States

Kentucky Teacher-Quality Plan Fights for Life

By Jeff Archer — March 29, 2000 4 min read
  • Save to favorites
  • Print

What had been touted as a bold push to raise teacher quality in Kentucky has recently turned into a last-ditch effort to salvage at least part of the plan before the state’s regular legislative session wraps up this week.

Supporters of a major package of teacher-quality proposals—based on a wide-ranging plan outlined by Gov. Paul E. Patton in January—have watched in recent weeks as key provisions were altered or removed after heavy lobbying by state teachers’ unions. Another blow came on Wednesday of last week, when the Senate budget committee approved a state budget with no money for most of the bill’s initiatives.

While the bill’s bipartisan sponsors have complained that the changes crippled the measure, critics argue that the bill as introduced would have driven teachers from the profession while failing to improve instruction.

### Dataset records
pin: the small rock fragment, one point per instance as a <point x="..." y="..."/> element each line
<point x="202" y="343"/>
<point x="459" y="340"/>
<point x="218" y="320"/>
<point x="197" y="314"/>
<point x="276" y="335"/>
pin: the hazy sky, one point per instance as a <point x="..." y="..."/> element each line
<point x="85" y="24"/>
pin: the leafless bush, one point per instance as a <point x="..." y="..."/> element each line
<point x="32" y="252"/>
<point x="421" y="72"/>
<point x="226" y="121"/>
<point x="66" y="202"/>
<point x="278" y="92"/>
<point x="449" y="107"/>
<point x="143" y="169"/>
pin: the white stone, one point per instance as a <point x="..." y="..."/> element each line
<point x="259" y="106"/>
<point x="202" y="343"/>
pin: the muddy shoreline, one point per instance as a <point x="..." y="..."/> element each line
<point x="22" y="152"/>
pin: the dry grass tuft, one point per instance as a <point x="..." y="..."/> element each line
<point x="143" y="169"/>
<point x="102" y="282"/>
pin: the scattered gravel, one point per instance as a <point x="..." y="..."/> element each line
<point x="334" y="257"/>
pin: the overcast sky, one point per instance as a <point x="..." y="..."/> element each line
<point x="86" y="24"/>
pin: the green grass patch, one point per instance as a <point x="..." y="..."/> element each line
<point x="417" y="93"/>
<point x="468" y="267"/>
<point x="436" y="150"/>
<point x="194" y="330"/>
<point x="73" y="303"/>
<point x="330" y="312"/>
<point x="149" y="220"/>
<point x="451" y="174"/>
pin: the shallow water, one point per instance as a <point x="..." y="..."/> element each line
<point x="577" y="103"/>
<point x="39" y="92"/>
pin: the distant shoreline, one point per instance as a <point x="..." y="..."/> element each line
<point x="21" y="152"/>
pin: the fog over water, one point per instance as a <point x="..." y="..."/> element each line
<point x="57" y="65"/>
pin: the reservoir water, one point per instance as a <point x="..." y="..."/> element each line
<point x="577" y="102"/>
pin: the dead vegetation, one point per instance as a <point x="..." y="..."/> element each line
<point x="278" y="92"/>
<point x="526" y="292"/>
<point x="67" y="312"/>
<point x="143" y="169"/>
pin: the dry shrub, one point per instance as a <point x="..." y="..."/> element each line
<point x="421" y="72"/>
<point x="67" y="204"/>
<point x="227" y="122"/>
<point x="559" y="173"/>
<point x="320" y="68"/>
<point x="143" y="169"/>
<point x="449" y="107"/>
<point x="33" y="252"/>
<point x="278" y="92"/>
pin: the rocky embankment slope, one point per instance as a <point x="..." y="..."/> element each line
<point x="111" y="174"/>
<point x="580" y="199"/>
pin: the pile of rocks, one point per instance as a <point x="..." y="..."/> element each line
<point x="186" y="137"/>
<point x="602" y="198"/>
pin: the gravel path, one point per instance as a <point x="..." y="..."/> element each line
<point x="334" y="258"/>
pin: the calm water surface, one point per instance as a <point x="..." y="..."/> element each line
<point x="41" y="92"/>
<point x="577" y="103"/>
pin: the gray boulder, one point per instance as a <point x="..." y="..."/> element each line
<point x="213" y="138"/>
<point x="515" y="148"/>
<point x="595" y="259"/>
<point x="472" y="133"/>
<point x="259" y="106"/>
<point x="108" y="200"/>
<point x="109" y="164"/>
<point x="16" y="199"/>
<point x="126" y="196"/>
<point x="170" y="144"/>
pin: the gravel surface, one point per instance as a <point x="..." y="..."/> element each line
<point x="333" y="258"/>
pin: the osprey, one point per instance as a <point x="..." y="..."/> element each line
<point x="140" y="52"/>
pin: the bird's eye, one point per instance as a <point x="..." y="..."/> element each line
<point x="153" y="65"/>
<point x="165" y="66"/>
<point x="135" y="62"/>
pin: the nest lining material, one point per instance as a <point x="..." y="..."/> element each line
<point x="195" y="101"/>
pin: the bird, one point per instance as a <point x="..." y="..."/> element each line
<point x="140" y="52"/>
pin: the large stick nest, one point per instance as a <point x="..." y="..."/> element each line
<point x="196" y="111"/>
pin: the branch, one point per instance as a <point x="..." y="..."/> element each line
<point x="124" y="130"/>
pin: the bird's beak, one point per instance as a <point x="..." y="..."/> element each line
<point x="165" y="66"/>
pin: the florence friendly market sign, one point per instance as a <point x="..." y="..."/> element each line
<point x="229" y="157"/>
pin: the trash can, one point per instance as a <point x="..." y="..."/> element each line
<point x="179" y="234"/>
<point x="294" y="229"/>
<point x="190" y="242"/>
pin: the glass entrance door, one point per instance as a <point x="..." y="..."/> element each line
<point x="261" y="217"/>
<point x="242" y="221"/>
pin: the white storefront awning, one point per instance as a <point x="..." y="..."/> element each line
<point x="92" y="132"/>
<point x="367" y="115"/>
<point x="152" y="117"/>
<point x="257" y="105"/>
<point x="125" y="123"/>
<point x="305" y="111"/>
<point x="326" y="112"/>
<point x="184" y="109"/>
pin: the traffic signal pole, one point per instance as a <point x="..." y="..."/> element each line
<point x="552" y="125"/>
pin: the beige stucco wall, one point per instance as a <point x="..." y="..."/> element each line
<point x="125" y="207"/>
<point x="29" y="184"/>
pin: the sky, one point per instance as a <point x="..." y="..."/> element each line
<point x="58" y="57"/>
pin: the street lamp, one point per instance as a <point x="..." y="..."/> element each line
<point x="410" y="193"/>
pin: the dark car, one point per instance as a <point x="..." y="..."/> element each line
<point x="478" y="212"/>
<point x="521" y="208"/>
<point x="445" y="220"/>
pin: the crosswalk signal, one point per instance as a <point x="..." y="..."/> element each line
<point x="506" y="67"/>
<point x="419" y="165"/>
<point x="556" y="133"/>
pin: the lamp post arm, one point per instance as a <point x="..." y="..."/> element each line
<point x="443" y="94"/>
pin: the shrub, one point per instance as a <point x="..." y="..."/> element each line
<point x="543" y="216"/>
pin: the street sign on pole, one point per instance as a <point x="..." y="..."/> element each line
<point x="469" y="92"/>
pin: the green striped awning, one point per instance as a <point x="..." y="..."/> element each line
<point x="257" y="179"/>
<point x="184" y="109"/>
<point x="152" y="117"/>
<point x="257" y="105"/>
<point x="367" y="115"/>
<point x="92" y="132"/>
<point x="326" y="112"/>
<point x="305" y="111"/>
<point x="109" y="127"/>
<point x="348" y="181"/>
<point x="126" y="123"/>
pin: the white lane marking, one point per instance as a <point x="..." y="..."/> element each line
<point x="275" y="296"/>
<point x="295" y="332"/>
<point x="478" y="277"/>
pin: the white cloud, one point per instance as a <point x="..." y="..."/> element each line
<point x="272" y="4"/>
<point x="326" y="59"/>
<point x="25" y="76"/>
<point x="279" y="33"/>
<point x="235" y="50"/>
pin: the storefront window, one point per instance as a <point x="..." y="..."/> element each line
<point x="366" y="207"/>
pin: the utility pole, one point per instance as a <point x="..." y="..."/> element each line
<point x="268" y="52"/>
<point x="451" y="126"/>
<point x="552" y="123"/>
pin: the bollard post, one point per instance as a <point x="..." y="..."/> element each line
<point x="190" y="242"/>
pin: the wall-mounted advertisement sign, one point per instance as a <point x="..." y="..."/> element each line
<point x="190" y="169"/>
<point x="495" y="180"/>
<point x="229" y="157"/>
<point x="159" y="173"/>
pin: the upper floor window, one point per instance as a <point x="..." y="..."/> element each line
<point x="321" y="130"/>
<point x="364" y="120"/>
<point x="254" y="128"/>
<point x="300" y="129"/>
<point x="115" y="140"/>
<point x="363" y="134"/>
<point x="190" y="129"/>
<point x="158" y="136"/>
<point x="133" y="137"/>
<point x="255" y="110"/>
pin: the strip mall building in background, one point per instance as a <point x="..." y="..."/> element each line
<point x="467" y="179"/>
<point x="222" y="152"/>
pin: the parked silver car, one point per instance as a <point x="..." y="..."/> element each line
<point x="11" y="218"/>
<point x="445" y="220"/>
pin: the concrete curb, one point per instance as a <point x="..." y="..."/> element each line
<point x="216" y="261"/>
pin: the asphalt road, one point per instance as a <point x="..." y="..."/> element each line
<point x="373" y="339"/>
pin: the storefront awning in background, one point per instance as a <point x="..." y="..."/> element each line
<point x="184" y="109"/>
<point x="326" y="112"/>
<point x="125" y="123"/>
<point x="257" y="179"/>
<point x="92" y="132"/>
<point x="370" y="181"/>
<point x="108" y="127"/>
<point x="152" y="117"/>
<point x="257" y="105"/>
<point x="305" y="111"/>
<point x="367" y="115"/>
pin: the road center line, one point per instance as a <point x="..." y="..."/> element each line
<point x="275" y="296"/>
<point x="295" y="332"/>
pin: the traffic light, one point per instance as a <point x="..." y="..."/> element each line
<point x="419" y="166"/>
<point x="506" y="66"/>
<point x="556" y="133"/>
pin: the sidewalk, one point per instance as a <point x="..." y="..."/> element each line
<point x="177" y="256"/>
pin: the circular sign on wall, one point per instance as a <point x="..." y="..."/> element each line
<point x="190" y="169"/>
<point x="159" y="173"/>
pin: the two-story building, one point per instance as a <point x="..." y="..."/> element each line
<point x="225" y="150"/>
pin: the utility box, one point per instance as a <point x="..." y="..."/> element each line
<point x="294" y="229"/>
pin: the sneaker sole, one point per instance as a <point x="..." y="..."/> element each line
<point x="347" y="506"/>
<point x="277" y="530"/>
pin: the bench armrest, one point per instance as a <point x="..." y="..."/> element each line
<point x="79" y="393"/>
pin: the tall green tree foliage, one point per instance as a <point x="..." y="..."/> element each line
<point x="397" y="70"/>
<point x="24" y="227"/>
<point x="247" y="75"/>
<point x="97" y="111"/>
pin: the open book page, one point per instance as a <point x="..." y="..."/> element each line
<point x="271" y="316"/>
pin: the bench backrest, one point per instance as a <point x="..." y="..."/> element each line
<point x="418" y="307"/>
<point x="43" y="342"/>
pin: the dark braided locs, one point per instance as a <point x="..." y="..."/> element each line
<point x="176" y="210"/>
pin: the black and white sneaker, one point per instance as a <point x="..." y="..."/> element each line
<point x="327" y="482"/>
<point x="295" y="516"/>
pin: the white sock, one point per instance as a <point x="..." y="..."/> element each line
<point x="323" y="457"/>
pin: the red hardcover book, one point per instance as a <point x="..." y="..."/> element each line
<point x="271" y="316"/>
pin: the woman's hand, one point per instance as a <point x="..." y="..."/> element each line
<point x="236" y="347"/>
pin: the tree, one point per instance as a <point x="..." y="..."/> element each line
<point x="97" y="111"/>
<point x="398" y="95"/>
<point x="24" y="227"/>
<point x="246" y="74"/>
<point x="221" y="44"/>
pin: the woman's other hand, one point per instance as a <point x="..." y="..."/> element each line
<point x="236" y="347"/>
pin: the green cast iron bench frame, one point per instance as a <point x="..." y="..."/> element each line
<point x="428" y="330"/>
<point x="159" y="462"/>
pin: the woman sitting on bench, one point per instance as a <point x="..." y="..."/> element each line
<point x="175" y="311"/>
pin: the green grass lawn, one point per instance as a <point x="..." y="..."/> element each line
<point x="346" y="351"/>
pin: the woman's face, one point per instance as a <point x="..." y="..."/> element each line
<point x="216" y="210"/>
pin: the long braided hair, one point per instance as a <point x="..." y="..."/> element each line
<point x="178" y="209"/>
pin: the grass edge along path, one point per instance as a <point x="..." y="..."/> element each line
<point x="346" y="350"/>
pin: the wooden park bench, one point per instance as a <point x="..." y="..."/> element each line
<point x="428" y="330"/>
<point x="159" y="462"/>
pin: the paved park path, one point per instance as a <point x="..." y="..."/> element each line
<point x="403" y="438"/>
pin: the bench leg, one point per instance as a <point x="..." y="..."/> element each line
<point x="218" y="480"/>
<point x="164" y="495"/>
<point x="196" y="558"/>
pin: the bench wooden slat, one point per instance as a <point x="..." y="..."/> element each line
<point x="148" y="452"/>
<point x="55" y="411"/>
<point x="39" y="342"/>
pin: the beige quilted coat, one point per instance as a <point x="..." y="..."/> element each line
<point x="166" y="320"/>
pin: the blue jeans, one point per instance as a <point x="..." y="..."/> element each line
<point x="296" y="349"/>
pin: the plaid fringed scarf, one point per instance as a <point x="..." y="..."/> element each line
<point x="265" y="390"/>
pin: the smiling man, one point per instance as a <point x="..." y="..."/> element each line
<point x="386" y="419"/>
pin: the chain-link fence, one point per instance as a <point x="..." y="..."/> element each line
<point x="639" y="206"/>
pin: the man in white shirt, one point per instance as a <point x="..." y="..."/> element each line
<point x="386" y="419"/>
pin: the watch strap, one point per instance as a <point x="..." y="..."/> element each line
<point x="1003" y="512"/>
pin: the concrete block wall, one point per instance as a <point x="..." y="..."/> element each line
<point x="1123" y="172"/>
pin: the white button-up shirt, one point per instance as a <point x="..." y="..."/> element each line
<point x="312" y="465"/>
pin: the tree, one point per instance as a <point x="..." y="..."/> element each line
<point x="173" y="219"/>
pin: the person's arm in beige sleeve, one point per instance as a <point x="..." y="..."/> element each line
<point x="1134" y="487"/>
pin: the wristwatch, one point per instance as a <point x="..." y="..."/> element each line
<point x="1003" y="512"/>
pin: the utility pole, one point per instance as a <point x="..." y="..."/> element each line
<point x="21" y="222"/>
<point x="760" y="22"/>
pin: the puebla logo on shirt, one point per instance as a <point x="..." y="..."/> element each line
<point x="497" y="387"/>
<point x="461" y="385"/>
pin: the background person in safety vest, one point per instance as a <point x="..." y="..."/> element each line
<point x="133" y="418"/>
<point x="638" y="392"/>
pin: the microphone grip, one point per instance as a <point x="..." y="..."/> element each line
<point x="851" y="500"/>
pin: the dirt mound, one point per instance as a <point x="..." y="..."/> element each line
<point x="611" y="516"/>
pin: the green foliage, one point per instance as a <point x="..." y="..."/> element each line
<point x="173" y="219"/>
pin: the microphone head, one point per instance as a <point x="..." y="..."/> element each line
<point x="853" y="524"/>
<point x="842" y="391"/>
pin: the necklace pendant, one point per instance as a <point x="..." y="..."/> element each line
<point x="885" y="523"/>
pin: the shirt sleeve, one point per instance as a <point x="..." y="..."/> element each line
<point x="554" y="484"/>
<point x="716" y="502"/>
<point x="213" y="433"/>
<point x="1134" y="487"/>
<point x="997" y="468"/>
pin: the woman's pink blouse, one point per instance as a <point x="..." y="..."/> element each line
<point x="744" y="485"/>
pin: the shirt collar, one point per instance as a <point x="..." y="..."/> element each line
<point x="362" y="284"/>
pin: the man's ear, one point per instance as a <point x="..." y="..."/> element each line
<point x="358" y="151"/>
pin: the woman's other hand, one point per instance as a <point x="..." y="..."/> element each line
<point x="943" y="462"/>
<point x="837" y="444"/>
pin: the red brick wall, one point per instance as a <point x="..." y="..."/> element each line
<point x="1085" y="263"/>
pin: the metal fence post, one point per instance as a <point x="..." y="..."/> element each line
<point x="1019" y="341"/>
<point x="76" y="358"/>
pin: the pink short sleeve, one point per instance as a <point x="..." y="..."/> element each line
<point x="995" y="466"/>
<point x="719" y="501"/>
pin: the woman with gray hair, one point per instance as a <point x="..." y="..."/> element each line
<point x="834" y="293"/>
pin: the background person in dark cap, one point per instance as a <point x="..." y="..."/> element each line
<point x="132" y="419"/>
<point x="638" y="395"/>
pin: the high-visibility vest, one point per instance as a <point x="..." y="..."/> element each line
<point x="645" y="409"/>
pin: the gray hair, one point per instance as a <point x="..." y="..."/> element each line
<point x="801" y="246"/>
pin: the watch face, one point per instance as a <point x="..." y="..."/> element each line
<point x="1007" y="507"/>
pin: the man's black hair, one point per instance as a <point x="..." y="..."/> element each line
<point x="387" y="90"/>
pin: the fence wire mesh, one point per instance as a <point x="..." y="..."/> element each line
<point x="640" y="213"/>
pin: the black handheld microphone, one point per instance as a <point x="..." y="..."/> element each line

### Problems and tasks
**1.** Transcribe the Kentucky teacher-quality article from "What had been" to "up this week.".
**2.** Rewrite the records from the line containing "pin: the fence" through the end of the records, reproducing every line in full and moving each coordinate value by -122.
The article and the records have nothing to do with each other.

### Final answers
**1.**
What had been touted as a bold push to raise teacher quality in Kentucky has recently turned into a last-ditch effort to salvage at least part of the plan before the state’s regular legislative session wraps up this week.

**2.**
pin: the fence wire mesh, one point per instance as a <point x="..." y="..."/> element each line
<point x="518" y="91"/>
pin: the black handheld microphone, one point per instance as a <point x="..." y="..."/> element each line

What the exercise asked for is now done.